» **Work task**
Return the line containing "177L427 160L395 155L396" and all lines after it exactly; stop at the end of the material.

» **Data**
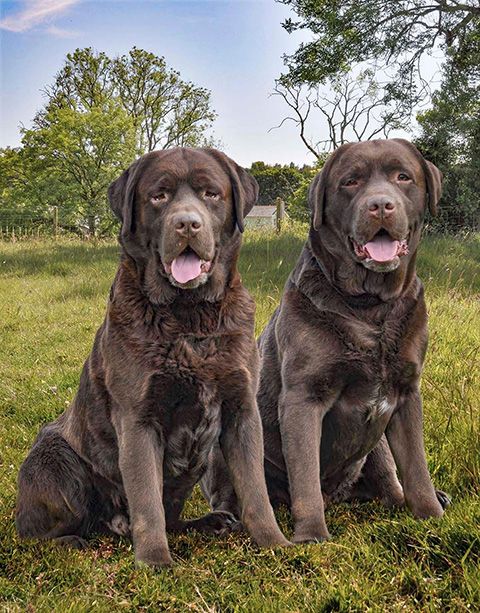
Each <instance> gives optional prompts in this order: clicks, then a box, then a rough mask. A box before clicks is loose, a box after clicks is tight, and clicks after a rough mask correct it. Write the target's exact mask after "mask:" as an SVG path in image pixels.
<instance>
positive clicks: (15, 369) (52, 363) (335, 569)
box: [0, 227, 480, 613]
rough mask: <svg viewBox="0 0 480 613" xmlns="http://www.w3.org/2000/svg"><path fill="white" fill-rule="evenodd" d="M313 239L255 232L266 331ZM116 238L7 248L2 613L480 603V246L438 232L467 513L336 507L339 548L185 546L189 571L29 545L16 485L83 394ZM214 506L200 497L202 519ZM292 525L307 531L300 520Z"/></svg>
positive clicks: (278, 609)
mask: <svg viewBox="0 0 480 613" xmlns="http://www.w3.org/2000/svg"><path fill="white" fill-rule="evenodd" d="M304 233H305V229H304V228H301V227H293V228H289V229H288V230H287V231H286V232H285V233H283V234H282V235H280V236H276V235H273V234H271V235H267V234H265V233H261V232H258V231H257V232H250V233H247V236H246V240H245V244H244V247H243V251H242V256H241V269H242V276H243V280H244V283H245V285H246V286H247V287H248V288H249V289H250V290H251V291H252V293H253V294H254V296H255V299H256V301H257V305H258V307H257V332H260V330H261V329H262V328H263V326H264V325H265V323H266V322H267V320H268V318H269V316H270V314H271V312H272V311H273V309H274V308H275V306H276V304H277V303H278V300H279V297H280V295H281V291H282V287H283V284H284V282H285V279H286V277H287V275H288V273H289V271H290V269H291V267H292V266H293V264H294V262H295V259H296V257H297V255H298V253H299V251H300V249H301V245H302V242H303V237H304ZM117 254H118V247H117V246H116V244H115V243H114V242H99V243H88V242H81V241H77V240H66V239H59V240H58V241H56V242H50V241H37V242H17V243H14V244H13V243H0V313H1V319H0V335H1V336H0V381H1V384H0V416H1V417H0V441H1V446H0V498H1V500H2V503H1V507H0V610H6V611H25V610H27V611H61V612H62V613H63V612H64V611H65V612H66V611H72V612H75V613H77V612H79V611H92V610H95V611H117V610H118V611H120V610H125V611H141V610H144V611H159V610H166V611H201V612H207V611H208V612H220V611H221V612H222V613H223V612H230V611H232V612H233V611H255V612H257V611H269V612H270V611H282V612H283V611H312V612H314V611H315V612H317V611H365V610H370V611H419V610H422V611H437V610H444V611H467V610H470V611H472V610H478V609H479V607H480V570H479V568H480V564H479V562H480V505H479V502H478V495H479V493H480V419H479V407H478V389H479V368H478V366H479V352H480V310H479V307H478V297H479V295H480V240H479V238H478V237H470V238H467V239H454V238H434V237H427V238H426V239H425V241H424V243H423V245H422V248H421V254H420V259H419V266H418V267H419V272H420V275H421V277H422V278H423V280H424V281H425V285H426V295H427V302H428V308H429V312H430V332H431V340H430V348H429V352H428V354H427V362H426V369H425V373H424V377H423V383H422V387H423V397H424V405H425V437H426V447H427V455H428V461H429V466H430V470H431V473H432V475H433V478H434V481H435V484H436V485H437V487H440V488H441V489H444V490H446V491H448V492H449V493H450V494H451V495H452V497H453V504H452V506H451V507H450V509H449V510H448V512H447V513H446V515H445V517H444V518H442V519H441V520H428V521H424V522H418V521H416V520H415V519H413V517H412V516H411V515H410V514H409V512H408V511H406V510H397V511H388V510H386V509H383V508H382V507H380V506H379V505H377V504H374V503H371V504H366V505H360V504H354V505H346V504H344V505H338V506H336V507H333V508H331V509H329V510H328V511H327V522H328V525H329V527H330V531H331V533H332V535H333V539H332V540H331V541H330V542H328V543H325V544H322V545H308V546H303V547H296V548H294V549H290V550H275V551H272V550H258V549H256V548H255V547H254V545H253V544H252V542H251V541H250V540H249V538H248V537H246V536H243V535H231V536H228V537H225V538H221V539H219V538H210V537H206V536H201V535H198V534H189V535H181V536H177V537H170V544H171V550H172V553H173V556H174V559H175V561H176V565H175V566H174V567H173V568H172V569H169V570H165V571H160V572H153V571H149V570H143V569H142V570H137V569H135V567H134V564H133V552H132V546H131V544H130V543H129V542H128V541H126V540H120V541H115V540H113V539H110V538H102V539H93V540H92V541H91V544H90V547H89V548H88V549H87V550H85V551H81V552H77V551H68V550H60V549H56V548H55V547H54V546H52V545H51V544H46V543H43V544H40V543H33V542H27V543H22V542H19V541H18V539H17V537H16V534H15V530H14V507H15V479H16V474H17V471H18V468H19V466H20V464H21V462H22V460H23V459H24V457H25V456H26V454H27V452H28V449H29V447H30V445H31V443H32V440H33V438H34V437H35V435H36V433H37V432H38V429H39V428H40V426H41V425H42V424H44V423H45V422H47V421H49V420H52V419H54V418H55V417H56V416H57V415H58V414H59V413H60V412H61V411H63V409H64V408H65V406H66V405H68V403H69V402H70V400H71V399H72V397H73V395H74V393H75V390H76V387H77V384H78V379H79V375H80V369H81V366H82V363H83V361H84V359H85V358H86V357H87V355H88V353H89V351H90V348H91V345H92V341H93V336H94V333H95V331H96V329H97V327H98V326H99V324H100V323H101V321H102V319H103V317H104V310H105V303H106V299H107V294H108V289H109V286H110V283H111V281H112V278H113V274H114V271H115V268H116V262H117ZM205 510H206V505H205V502H204V501H203V499H202V497H201V495H200V494H199V492H196V493H195V495H194V497H193V499H192V500H191V501H190V502H189V503H188V506H187V509H186V514H187V515H189V516H195V515H198V514H199V513H201V512H204V511H205ZM279 521H280V524H281V527H282V529H283V530H284V531H285V532H286V533H287V534H291V530H292V525H291V522H290V518H289V516H288V514H287V513H286V512H281V513H280V514H279Z"/></svg>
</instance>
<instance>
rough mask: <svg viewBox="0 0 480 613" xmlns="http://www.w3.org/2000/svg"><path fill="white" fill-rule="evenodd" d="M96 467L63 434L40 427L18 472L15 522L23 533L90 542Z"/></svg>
mask: <svg viewBox="0 0 480 613" xmlns="http://www.w3.org/2000/svg"><path fill="white" fill-rule="evenodd" d="M93 499H94V496H93V486H92V479H91V470H90V468H89V466H88V465H87V463H86V462H85V461H84V460H82V459H81V458H80V457H79V456H78V455H77V454H76V453H75V451H74V450H73V449H72V448H71V447H70V445H69V444H68V443H67V442H66V441H65V440H64V439H63V438H62V437H61V436H60V435H59V434H58V432H57V431H56V428H55V424H49V425H48V426H46V427H45V428H43V430H42V431H41V432H40V434H39V436H38V437H37V440H36V441H35V443H34V445H33V447H32V449H31V451H30V454H29V455H28V457H27V459H26V460H25V462H24V463H23V465H22V467H21V469H20V473H19V475H18V498H17V509H16V526H17V531H18V534H19V536H20V537H21V538H38V539H52V540H55V541H56V542H57V543H58V544H61V545H68V546H72V547H76V548H81V547H83V546H85V544H86V543H85V541H84V540H83V538H82V537H84V536H86V535H87V533H88V532H89V528H90V527H91V525H92V524H93V523H94V522H93V516H92V513H93V511H94V509H93V508H92V507H93V504H92V501H93Z"/></svg>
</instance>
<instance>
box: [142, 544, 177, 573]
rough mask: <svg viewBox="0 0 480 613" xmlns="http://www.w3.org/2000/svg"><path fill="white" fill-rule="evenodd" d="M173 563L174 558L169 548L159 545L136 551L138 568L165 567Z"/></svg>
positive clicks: (151, 567)
mask: <svg viewBox="0 0 480 613" xmlns="http://www.w3.org/2000/svg"><path fill="white" fill-rule="evenodd" d="M172 564H173V560H172V557H171V555H170V553H169V551H168V549H167V550H166V549H164V548H161V547H158V548H154V549H153V548H152V549H146V550H140V551H136V552H135V566H136V567H137V568H145V567H149V568H165V567H166V566H171V565H172Z"/></svg>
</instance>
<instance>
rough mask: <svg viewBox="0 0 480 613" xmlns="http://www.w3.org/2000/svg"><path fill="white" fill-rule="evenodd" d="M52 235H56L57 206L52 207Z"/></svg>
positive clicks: (56, 226)
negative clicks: (52, 214) (52, 212)
mask: <svg viewBox="0 0 480 613" xmlns="http://www.w3.org/2000/svg"><path fill="white" fill-rule="evenodd" d="M53 234H54V235H55V237H56V236H57V234H58V206H54V207H53Z"/></svg>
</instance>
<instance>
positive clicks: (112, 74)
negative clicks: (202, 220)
mask: <svg viewBox="0 0 480 613" xmlns="http://www.w3.org/2000/svg"><path fill="white" fill-rule="evenodd" d="M45 94H46V96H47V105H46V108H45V109H44V110H43V111H42V112H40V113H39V114H38V115H37V116H36V118H35V124H36V125H39V126H42V125H43V123H44V121H45V116H46V113H48V111H49V110H52V109H55V108H65V107H68V108H74V109H75V110H77V111H80V112H82V111H88V110H90V109H91V108H92V107H94V106H98V105H101V104H103V103H104V102H105V101H106V100H115V101H116V103H117V104H118V105H120V106H121V107H122V108H123V110H124V111H125V112H126V113H127V115H128V116H129V117H131V118H132V120H133V122H134V125H135V129H136V137H137V144H136V145H137V152H138V154H141V153H145V152H147V151H152V150H153V149H158V148H160V149H166V148H167V147H172V146H198V145H203V144H209V141H208V139H207V136H206V133H207V131H208V130H209V128H210V126H211V125H212V123H213V121H214V119H215V117H216V114H215V112H214V111H213V110H212V109H211V108H210V92H209V91H208V90H206V89H204V88H202V87H198V86H196V85H194V84H193V83H190V82H187V81H183V80H182V79H181V77H180V73H178V72H176V71H175V70H172V69H171V68H168V67H167V65H166V62H165V59H164V58H162V57H158V56H156V55H154V54H153V53H149V52H148V51H145V50H143V49H137V48H136V47H133V49H131V50H130V52H129V53H128V55H122V56H119V57H115V58H113V59H111V58H109V57H108V56H107V55H106V54H105V53H103V52H99V53H96V52H94V51H93V50H92V49H91V48H89V47H88V48H85V49H76V51H74V52H73V53H71V54H70V53H69V54H68V55H67V60H66V62H65V66H64V67H63V68H62V69H61V70H60V72H59V73H58V74H57V75H56V77H55V81H54V83H53V85H51V86H50V87H47V88H46V90H45Z"/></svg>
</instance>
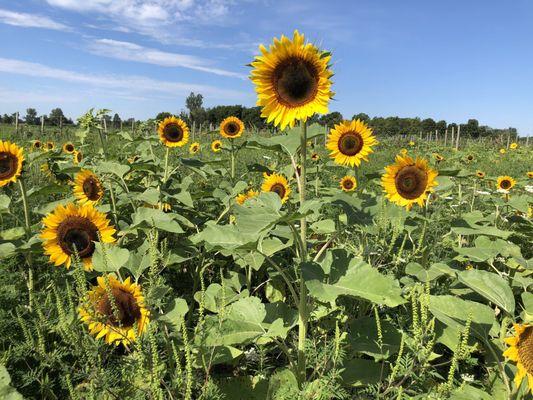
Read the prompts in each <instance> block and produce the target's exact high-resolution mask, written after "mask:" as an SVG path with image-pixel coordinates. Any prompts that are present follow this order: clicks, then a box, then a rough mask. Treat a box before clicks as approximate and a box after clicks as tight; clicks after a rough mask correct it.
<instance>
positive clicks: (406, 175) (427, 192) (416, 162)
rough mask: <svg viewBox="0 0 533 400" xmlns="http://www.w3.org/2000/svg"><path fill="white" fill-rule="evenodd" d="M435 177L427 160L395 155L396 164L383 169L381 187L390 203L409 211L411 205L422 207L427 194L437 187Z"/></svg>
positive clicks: (436, 176) (408, 156)
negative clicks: (383, 170)
mask: <svg viewBox="0 0 533 400" xmlns="http://www.w3.org/2000/svg"><path fill="white" fill-rule="evenodd" d="M437 175H438V174H437V171H435V170H433V169H431V168H430V167H429V166H428V162H427V160H425V159H421V158H417V159H416V160H414V159H412V158H411V157H409V156H401V155H397V156H396V163H395V164H393V165H389V166H388V167H385V174H384V175H383V176H382V177H381V185H382V186H383V190H384V191H385V193H386V197H387V198H388V199H389V200H390V201H392V202H393V203H396V204H398V205H399V206H402V207H405V208H407V209H408V210H410V209H411V208H412V207H413V204H418V205H419V206H420V207H423V206H424V203H425V201H426V199H427V197H428V192H430V191H432V190H433V187H434V186H436V185H437V182H436V180H435V178H436V177H437Z"/></svg>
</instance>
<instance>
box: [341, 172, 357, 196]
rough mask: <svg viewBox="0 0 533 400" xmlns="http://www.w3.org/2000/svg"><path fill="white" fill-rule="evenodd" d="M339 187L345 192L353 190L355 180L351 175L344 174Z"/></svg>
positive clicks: (354, 186)
mask: <svg viewBox="0 0 533 400" xmlns="http://www.w3.org/2000/svg"><path fill="white" fill-rule="evenodd" d="M340 186H341V189H342V190H344V191H345V192H353V191H354V190H355V188H356V187H357V181H356V180H355V178H354V177H353V176H350V175H346V176H345V177H344V178H342V179H341V180H340Z"/></svg>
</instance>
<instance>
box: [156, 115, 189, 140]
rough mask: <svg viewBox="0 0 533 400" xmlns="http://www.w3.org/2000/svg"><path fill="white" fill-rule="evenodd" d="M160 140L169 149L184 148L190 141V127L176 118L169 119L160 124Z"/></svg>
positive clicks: (173, 117)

» **Response**
rough mask: <svg viewBox="0 0 533 400" xmlns="http://www.w3.org/2000/svg"><path fill="white" fill-rule="evenodd" d="M435 177L427 160L395 155L396 164L383 169L381 187L390 203L409 211L411 205L422 207L427 194L437 187Z"/></svg>
positive clicks: (436, 176) (408, 156)
negative clicks: (383, 170)
mask: <svg viewBox="0 0 533 400" xmlns="http://www.w3.org/2000/svg"><path fill="white" fill-rule="evenodd" d="M437 175H438V174H437V171H435V170H433V169H431V168H430V167H429V166H428V162H427V160H425V159H421V158H417V159H416V160H414V159H412V158H411V157H409V156H401V155H397V156H396V163H395V164H393V165H389V166H388V167H385V174H384V175H383V176H382V177H381V185H382V186H383V190H384V191H385V193H386V197H387V198H388V199H389V200H390V201H392V202H393V203H396V204H398V205H399V206H402V207H405V208H407V209H408V210H410V209H411V208H412V207H413V204H418V205H419V206H420V207H423V206H424V203H425V201H426V199H427V197H428V192H430V191H432V190H433V187H434V186H436V185H437V182H436V180H435V178H436V177H437Z"/></svg>
</instance>
<instance>
box: [341, 172, 357, 196]
rough mask: <svg viewBox="0 0 533 400" xmlns="http://www.w3.org/2000/svg"><path fill="white" fill-rule="evenodd" d="M339 187L345 192L353 190L355 180L351 175L344 174Z"/></svg>
positive clicks: (354, 186)
mask: <svg viewBox="0 0 533 400" xmlns="http://www.w3.org/2000/svg"><path fill="white" fill-rule="evenodd" d="M340 186H341V189H342V190H344V191H345V192H353V191H354V190H355V188H356V187H357V181H356V180H355V178H354V177H353V176H350V175H346V176H345V177H344V178H342V179H341V180H340Z"/></svg>
</instance>
<instance>
box: [156, 115, 189, 140]
rough mask: <svg viewBox="0 0 533 400" xmlns="http://www.w3.org/2000/svg"><path fill="white" fill-rule="evenodd" d="M160 140L169 149L184 148L190 141V127L176 118L169 119L160 124Z"/></svg>
positive clicks: (173, 117)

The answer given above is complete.